Task to carry out — Transcribe all records verbatim.

[Recorded information — start]

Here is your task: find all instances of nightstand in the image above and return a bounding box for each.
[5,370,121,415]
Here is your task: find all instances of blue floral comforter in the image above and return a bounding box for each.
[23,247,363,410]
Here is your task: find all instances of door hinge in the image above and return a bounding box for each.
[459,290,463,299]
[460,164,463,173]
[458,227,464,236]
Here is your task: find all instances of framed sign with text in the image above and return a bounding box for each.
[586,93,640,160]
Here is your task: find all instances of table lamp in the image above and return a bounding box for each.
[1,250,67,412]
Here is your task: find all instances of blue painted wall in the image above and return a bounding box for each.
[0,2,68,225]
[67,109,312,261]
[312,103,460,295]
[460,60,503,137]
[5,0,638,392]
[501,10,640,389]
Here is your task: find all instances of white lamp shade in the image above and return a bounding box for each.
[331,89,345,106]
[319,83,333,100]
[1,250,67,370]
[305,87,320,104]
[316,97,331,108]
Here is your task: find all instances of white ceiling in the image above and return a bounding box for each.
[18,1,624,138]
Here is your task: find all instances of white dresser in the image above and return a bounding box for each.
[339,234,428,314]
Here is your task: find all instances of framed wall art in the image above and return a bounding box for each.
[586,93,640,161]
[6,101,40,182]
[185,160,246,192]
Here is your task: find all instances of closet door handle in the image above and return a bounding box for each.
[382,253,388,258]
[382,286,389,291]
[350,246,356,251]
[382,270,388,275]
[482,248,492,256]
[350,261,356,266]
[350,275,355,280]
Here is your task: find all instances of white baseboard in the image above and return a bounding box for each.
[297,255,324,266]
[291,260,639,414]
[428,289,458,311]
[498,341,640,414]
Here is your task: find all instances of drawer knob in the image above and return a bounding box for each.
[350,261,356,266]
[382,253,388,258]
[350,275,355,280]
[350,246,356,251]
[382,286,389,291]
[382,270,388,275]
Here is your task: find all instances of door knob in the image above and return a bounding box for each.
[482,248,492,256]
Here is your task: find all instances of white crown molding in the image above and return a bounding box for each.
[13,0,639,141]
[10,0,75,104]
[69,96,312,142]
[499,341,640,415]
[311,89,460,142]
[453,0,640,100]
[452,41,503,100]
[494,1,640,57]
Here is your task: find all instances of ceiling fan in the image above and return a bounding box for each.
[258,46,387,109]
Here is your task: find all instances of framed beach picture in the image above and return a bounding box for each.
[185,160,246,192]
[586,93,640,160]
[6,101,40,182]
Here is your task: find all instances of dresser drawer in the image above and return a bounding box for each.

[Recorded information — finish]

Result —
Here is your task: find all instances of nightstand in the image above and return a bounding box for each.
[5,370,121,415]
Here is your task: find all instances of blue floral comforter in the image above and return a bounding box for each.
[23,247,363,410]
Here is your task: find all instances of door hinge in the image above and return a bounding box for each.
[459,290,463,299]
[460,164,463,173]
[458,227,464,236]
Here is your task: find all instances of framed sign with text in the image above and return a bounding box for each.
[586,93,640,160]
Here is your task: find all instances of table lamp in the image above and return a bounding box for each.
[1,250,67,412]
Here is your task: find all instances of blue painted wall in the image above and return a bounding box for each.
[0,2,68,225]
[67,109,312,261]
[312,103,460,295]
[460,60,503,137]
[5,0,638,392]
[501,10,640,389]
Here is your task: find all instances of white lamp shade in the image above and return a bounding box for each.
[331,89,345,106]
[319,83,333,100]
[1,250,67,370]
[305,87,320,104]
[316,97,331,108]
Here is your task: find all instances of white ceiling in the image above and return a bounding box for each.
[18,1,624,138]
Here is your task: find all instances of white dresser in the image above and return a bounding box for each.
[339,234,428,314]
Here is your task: find all instances of framed wall art in the image above and return a bounding box for each.
[586,93,640,161]
[6,101,40,182]
[185,160,246,192]
Here is your task: find all instances of closet door handle in the image above and return a bounding box for each.
[382,253,388,258]
[382,286,389,291]
[350,246,356,251]
[382,270,388,275]
[482,248,492,256]
[350,261,356,266]
[350,275,355,280]
Here is your task: find all instances of white baseboard in the image above and return a bounding box for each.
[297,255,324,266]
[291,260,639,414]
[428,289,458,311]
[498,341,640,414]
Here is your task: find all instances of drawer knob in the image above and return a bounding box for each.
[350,261,356,266]
[382,253,388,258]
[350,275,355,280]
[350,246,356,251]
[382,286,389,291]
[382,270,388,275]
Here is your task: find all instances of door knob in the image above and return a bounding box for each.
[482,248,492,256]
Here is your task: find all instances of white crown molding in the image above and return a bounding box for each.
[13,0,639,141]
[10,0,75,104]
[69,96,312,142]
[499,341,640,415]
[311,89,460,142]
[453,0,640,100]
[452,41,503,100]
[494,1,640,57]
Here is your task: find all instances of ceiling fan in the image above and return a bounding box for each.
[258,46,387,109]
Here is your task: find all instances of framed beach picture in the image above and return a bounding box for each.
[185,160,246,192]
[586,93,640,160]
[6,101,40,182]
Here is your task: find all instances of dresser drawer in the image above and return a bounding box for each.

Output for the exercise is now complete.